(Exercise goal): Can you retype only the lines from the one with "Exercise. Put one point on each instance of the white road" through the final line of the material, exactly as given?

(Information given):
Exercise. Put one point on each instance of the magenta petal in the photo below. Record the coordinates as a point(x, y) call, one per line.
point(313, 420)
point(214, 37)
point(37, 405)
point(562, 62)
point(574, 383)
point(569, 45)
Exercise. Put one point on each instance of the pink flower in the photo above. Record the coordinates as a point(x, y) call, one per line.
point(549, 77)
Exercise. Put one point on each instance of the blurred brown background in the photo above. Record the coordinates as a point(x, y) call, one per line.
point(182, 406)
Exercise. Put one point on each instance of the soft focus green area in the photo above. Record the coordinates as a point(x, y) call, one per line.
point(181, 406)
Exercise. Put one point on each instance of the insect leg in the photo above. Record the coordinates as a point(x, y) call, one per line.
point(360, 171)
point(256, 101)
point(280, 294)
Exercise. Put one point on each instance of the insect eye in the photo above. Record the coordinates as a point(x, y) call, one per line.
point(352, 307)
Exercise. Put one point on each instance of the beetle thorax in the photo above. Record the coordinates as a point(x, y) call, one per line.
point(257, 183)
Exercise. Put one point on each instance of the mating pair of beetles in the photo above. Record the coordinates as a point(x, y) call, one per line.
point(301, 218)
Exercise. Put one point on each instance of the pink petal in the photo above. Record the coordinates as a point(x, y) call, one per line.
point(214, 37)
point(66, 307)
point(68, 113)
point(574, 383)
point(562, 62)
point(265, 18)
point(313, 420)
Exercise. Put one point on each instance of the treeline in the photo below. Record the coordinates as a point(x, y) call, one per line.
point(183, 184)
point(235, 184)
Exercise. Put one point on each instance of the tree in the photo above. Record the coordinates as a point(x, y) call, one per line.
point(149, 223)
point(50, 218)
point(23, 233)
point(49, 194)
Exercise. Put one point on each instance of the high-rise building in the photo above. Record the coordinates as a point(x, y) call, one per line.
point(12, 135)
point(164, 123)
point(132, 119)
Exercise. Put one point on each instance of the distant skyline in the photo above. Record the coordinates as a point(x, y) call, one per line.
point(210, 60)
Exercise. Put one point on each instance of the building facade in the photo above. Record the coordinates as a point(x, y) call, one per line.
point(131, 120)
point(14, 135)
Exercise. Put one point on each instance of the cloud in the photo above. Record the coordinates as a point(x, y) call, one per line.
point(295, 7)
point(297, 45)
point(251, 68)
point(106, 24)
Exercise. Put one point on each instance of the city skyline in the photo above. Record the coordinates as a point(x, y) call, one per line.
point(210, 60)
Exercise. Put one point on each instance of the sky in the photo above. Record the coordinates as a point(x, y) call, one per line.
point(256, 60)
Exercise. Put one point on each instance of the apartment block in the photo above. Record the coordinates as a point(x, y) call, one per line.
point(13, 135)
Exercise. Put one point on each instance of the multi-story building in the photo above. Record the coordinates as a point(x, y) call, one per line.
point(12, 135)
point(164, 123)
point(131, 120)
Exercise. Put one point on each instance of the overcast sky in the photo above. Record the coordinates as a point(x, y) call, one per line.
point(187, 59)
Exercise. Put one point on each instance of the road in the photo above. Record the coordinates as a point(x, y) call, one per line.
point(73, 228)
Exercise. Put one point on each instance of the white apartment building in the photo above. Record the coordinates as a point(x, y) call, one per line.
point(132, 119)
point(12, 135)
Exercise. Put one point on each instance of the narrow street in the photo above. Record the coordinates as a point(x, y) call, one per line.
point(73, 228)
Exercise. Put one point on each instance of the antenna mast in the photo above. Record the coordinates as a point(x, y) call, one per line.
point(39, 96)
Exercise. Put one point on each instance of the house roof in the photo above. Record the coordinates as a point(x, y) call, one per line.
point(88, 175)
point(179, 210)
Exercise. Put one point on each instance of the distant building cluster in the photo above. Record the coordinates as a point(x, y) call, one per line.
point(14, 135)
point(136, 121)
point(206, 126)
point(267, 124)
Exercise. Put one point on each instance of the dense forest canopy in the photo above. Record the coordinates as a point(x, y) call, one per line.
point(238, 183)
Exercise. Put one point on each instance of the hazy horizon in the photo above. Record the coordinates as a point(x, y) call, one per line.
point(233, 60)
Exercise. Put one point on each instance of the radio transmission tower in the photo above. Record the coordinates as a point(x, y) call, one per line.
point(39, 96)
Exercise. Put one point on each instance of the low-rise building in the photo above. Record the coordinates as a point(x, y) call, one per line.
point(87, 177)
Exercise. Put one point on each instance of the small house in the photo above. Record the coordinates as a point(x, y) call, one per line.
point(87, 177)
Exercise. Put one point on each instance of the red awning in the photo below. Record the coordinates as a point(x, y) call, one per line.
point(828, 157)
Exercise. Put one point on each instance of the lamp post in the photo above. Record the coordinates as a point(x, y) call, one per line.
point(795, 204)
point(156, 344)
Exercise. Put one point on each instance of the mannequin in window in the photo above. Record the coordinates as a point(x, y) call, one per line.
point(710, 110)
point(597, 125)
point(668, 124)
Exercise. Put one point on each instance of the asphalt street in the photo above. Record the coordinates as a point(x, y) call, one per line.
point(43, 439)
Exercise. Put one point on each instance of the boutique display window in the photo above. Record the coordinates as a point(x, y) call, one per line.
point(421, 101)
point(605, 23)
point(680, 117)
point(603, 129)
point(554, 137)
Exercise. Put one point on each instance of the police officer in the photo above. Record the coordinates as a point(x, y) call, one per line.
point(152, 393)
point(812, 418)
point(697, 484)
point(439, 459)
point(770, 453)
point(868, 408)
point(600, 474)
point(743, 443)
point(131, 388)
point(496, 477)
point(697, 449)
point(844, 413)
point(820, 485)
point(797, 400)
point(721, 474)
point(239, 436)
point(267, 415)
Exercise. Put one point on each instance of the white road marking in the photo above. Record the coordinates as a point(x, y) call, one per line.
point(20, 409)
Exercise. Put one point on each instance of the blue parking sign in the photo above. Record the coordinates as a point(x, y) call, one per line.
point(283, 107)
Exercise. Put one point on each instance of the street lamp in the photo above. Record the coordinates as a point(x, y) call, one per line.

(Correct output):
Exercise. Put one point on each instance of the white road marking in the photo above. Record the coordinates as a point(x, y) call, one per line.
point(20, 409)
Exercise. Put one point on each instance of the blue parking sign in the photo above. Record the coordinates as a point(x, y) call, one per line.
point(283, 107)
Exercise. Put one point on each instance of the street lamp in the photo above. Record the coordinates as a point(x, y) call, one per line.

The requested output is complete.